交通事故に遭った場合、過失割合が「10:0」であっても、慰謝料やその他の補償については慎重な判断が必要です。特に、軽いむち打ちや精神的な苦痛に対しても、対応を誤ると損をしてしまう可能性があります。本記事では、通院したケースとしなかったケースを比較しながら、どのような補償が見込めるのかをわかりやすく解説します。
通院ありの場合の慰謝料の目安
通院した場合、慰謝料は「入通院慰謝料」として加算されます。一般的には、通院日数×4,200円程度が相場とされています。これにより、たとえば月に4回(週1回)の通院を3カ月続けた場合、通院回数は約12回で、50,000円前後の慰謝料が目安になります。
ただし、整形外科と整骨院を併用したり、症状の重さが診断書に明記されていたりすると、慰謝料はさらに上積みされる可能性があります。10年前にむち打ちで通院した際に45万円受け取ったケースは、比較的高額な例といえます。
通院しなかった場合の慰謝料はどうなる?
通院がなかった場合でも、事故による精神的苦痛があったと認められれば「慰謝料ゼロ」になるとは限りません。ただし、診断書がなく、治療歴がないと証明が難しく、支払われる金額は極めて低額、またはゼロに近くなるのが一般的です。
「優しい相手だったから…」と遠慮したりすると、結果として慰謝料請求のチャンスを逃すことになる可能性があるため、医師の診察を一度でも受けることをおすすめします。
物損と慰謝料の扱いは別物
事故による車の損傷補償と、慰謝料はまったく別の項目です。自分の車の修理に20万円の上限があるからといって、慰謝料が発生しないわけではありません。慰謝料はあくまで身体や精神への影響に対するものです。
保険会社によっては、物損補償で交渉を終わらせようとする傾向がありますが、人身部分(むち打ち等)の対応は明確に別で請求しましょう。
示談金の中に含まれるものとは?
「示談金」とは、治療費・慰謝料・休業補償・通院交通費などをすべて含んだ最終的な和解金のことです。その中にはもちろん精神的苦痛への対価としての慰謝料も含まれます。
示談を結ぶ前に、請求内容の内訳を明確にしておくことがトラブル回避につながります。書面に残すことも忘れずに。
弁護士特約は利用すべきか?
相手方が完全な過失(10割)であっても、被害者が正しく補償を受け取れるとは限りません。保険会社との交渉や適正な金額算定には法的知識が必要となる場面が多々あります。
そのため、弁護士特約がある場合は積極的に活用すべきです。通常、自己負担なしで対応でき、慰謝料の増額が見込めることも少なくありません。
まとめ:慰謝料を最大限に受け取るための行動とは
交通事故で10対0の過失割合であっても、通院の有無で慰謝料の金額は大きく異なります。少なくとも医師の診断を受け、症状を記録として残すことが大切です。
また、示談交渉の際は慰謝料の内訳を明確にし、可能であれば弁護士特約を利用して法的に適切なサポートを受けることで、納得のいく補償を受け取ることができます。

★ ★ ★ ★

> **取り組む課題**:
1) 慰謝料の解説文を「ただし、整形外科と整骨院を併」を含む語句から書き写し、「めることも少なくありません。」の後で止めてください。その際、「整骨院」を「接骨院」に変えること。
2) 慰謝料の解説文をもとに、次の問いに答えよ。
(a) 入通院慰謝料の相場は、通院日数1日あたりいくら程度とされているか。
(b) 示談金に含まれるものとして挙げられている項目は何か。
(c) 弁護士特約を使う場合、費用面では通常どのように対応できるとされているか。
行の内容は参照しなくてよい。

> **記録データ**:
★ ★ ★ ★

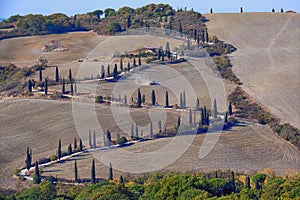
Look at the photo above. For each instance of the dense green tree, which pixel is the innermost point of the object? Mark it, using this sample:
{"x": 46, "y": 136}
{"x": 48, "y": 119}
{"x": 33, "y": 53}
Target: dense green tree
{"x": 153, "y": 97}
{"x": 63, "y": 88}
{"x": 75, "y": 171}
{"x": 80, "y": 145}
{"x": 36, "y": 177}
{"x": 93, "y": 172}
{"x": 108, "y": 136}
{"x": 115, "y": 73}
{"x": 41, "y": 74}
{"x": 59, "y": 152}
{"x": 110, "y": 175}
{"x": 70, "y": 149}
{"x": 28, "y": 158}
{"x": 139, "y": 98}
{"x": 167, "y": 99}
{"x": 46, "y": 86}
{"x": 29, "y": 85}
{"x": 215, "y": 109}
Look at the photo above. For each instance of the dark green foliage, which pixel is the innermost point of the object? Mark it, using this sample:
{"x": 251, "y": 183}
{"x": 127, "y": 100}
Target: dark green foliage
{"x": 122, "y": 140}
{"x": 28, "y": 158}
{"x": 167, "y": 99}
{"x": 70, "y": 149}
{"x": 139, "y": 98}
{"x": 75, "y": 171}
{"x": 80, "y": 145}
{"x": 36, "y": 177}
{"x": 153, "y": 97}
{"x": 110, "y": 175}
{"x": 29, "y": 85}
{"x": 93, "y": 172}
{"x": 59, "y": 152}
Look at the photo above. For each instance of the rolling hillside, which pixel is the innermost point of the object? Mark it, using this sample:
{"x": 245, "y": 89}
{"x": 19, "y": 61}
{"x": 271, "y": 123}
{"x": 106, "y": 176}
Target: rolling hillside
{"x": 267, "y": 57}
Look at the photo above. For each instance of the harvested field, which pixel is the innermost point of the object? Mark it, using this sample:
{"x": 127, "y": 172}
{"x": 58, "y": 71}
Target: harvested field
{"x": 267, "y": 57}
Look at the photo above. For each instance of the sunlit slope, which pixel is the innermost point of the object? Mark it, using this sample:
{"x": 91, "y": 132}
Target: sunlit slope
{"x": 267, "y": 58}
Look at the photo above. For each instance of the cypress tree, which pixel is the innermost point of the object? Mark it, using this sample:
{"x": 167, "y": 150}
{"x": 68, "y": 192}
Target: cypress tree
{"x": 94, "y": 144}
{"x": 93, "y": 172}
{"x": 56, "y": 75}
{"x": 128, "y": 66}
{"x": 139, "y": 101}
{"x": 134, "y": 61}
{"x": 230, "y": 108}
{"x": 151, "y": 130}
{"x": 76, "y": 171}
{"x": 226, "y": 118}
{"x": 110, "y": 176}
{"x": 140, "y": 61}
{"x": 28, "y": 159}
{"x": 121, "y": 64}
{"x": 136, "y": 131}
{"x": 63, "y": 88}
{"x": 121, "y": 180}
{"x": 41, "y": 74}
{"x": 59, "y": 153}
{"x": 248, "y": 183}
{"x": 70, "y": 149}
{"x": 46, "y": 86}
{"x": 197, "y": 104}
{"x": 108, "y": 136}
{"x": 215, "y": 109}
{"x": 115, "y": 73}
{"x": 90, "y": 140}
{"x": 102, "y": 72}
{"x": 29, "y": 85}
{"x": 233, "y": 181}
{"x": 70, "y": 76}
{"x": 153, "y": 97}
{"x": 80, "y": 145}
{"x": 36, "y": 177}
{"x": 167, "y": 99}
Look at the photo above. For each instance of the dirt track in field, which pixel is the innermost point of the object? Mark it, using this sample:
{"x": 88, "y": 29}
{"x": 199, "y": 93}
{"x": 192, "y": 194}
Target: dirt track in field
{"x": 267, "y": 57}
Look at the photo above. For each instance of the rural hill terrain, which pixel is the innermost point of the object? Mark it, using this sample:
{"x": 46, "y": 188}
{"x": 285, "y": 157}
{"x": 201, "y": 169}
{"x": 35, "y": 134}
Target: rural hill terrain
{"x": 265, "y": 63}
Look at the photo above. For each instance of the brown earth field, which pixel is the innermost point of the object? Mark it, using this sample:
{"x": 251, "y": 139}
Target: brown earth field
{"x": 246, "y": 147}
{"x": 267, "y": 57}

★ ★ ★ ★

> **課題の解答**:
1)
ただし、整形外科と接骨院を併用したり、症状の重さが診断書に明記されていたりすると、慰謝料はさらに上積みされる可能性があります。10年前にむち打ちで通院した際に45万円受け取ったケースは、比較的高額な例といえます。
通院しなかった場合の慰謝料はどうなる?
通院がなかった場合でも、事故による精神的苦痛があったと認められれば「慰謝料ゼロ」になるとは限りません。ただし、診断書がなく、治療歴がないと証明が難しく、支払われる金額は極めて低額、またはゼロに近くなるのが一般的です。
「優しい相手だったから…」と遠慮したりすると、結果として慰謝料請求のチャンスを逃すことになる可能性があるため、医師の診察を一度でも受けることをおすすめします。
物損と慰謝料の扱いは別物
事故による車の損傷補償と、慰謝料はまったく別の項目です。自分の車の修理に20万円の上限があるからといって、慰謝料が発生しないわけではありません。慰謝料はあくまで身体や精神への影響に対するものです。
保険会社によっては、物損補償で交渉を終わらせようとする傾向がありますが、人身部分(むち打ち等)の対応は明確に別で請求しましょう。
示談金の中に含まれるものとは?
「示談金」とは、治療費・慰謝料・休業補償・通院交通費などをすべて含んだ最終的な和解金のことです。その中にはもちろん精神的苦痛への対価としての慰謝料も含まれます。
示談を結ぶ前に、請求内容の内訳を明確にしておくことがトラブル回避につながります。書面に残すことも忘れずに。
弁護士特約は利用すべきか?
相手方が完全な過失(10割)であっても、被害者が正しく補償を受け取れるとは限りません。保険会社との交渉や適正な金額算定には法的知識が必要となる場面が多々あります。
そのため、弁護士特約がある場合は積極的に活用すべきです。通常、自己負担なしで対応でき、慰謝料の増額が見込めることも少なくありません。

2)
(a) 4,200円程度。
(b) 治療費・慰謝料・休業補償・通院交通費など。
(c) 自己負担なしで対応できる。